### DESCRIPTION OF THE TASK:
Word for word, transcribe the lines from the one containing "Task: identify the brown" through the end of the entries, both included, and nothing else.

==*==

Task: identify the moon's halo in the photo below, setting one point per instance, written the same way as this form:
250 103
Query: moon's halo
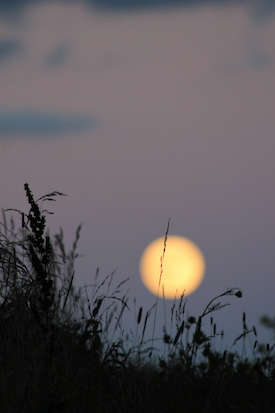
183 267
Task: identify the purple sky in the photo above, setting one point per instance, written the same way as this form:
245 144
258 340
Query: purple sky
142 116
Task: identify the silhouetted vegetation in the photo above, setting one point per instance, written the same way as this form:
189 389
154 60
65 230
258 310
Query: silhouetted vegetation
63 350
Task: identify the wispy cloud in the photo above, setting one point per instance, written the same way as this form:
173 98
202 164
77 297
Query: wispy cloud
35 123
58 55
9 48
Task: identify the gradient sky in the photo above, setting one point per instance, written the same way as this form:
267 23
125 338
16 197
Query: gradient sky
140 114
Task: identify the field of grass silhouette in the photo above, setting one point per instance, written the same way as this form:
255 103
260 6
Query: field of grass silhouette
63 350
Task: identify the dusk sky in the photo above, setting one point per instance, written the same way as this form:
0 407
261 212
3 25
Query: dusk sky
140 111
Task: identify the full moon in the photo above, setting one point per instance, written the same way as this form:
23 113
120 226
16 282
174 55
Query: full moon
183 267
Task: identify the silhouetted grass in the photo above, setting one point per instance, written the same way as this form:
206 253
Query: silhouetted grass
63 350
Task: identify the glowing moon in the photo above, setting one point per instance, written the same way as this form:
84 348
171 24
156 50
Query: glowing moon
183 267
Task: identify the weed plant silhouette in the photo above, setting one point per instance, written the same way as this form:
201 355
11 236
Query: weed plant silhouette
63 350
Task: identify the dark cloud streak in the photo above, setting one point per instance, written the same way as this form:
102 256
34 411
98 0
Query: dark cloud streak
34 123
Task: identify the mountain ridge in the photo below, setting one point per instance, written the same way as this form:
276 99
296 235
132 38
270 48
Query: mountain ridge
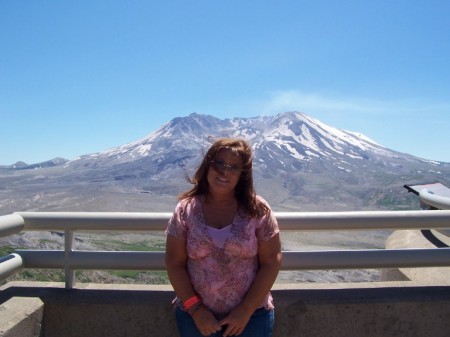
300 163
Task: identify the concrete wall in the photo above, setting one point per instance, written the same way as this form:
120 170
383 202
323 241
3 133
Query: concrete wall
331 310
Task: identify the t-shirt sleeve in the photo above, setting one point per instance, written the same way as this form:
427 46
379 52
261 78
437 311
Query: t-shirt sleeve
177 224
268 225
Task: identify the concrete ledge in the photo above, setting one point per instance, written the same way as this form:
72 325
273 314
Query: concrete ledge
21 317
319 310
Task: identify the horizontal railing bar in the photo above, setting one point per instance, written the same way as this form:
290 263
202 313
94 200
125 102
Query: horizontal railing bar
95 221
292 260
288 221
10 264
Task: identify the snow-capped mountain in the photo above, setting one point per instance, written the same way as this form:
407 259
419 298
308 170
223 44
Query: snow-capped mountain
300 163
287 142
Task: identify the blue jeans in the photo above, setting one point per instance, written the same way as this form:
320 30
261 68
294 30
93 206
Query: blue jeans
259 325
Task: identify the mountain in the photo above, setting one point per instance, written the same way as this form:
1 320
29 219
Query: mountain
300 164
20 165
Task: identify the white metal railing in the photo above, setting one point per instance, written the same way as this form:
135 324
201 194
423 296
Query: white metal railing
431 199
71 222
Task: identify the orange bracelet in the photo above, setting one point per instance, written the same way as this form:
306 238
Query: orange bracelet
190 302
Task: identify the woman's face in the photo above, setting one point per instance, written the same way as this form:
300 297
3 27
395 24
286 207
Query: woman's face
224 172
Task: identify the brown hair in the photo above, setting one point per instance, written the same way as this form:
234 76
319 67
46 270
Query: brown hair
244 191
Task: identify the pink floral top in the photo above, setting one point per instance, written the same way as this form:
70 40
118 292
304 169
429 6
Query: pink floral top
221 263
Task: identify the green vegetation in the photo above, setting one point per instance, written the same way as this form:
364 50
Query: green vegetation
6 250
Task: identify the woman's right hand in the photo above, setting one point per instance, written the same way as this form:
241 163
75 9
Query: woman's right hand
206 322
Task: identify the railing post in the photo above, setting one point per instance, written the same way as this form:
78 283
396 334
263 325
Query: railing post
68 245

==*==

### REPLY:
Task: identify the brown hair in the photo above, setting one point per instance, written the same way as this form:
234 76
319 67
46 270
Query: brown hair
244 191
Task: identify the pink floral top in the photo above, setting one point per instance, written the same way as this form:
70 40
118 292
304 169
429 6
Query: pink floral top
221 263
Task: identify the green vegetation in the photo above, setting one point per instance, written the same way as this form:
364 50
Query: green vegetation
6 250
Task: identify the woman's right hand in the photo above, setting one point per instance, written the same way as this form:
241 163
75 9
Query: woman's right hand
206 322
Task: identify the railing post in the photo above, setting one point per instance, written the same way as this form:
78 283
396 334
263 325
Query: railing post
68 245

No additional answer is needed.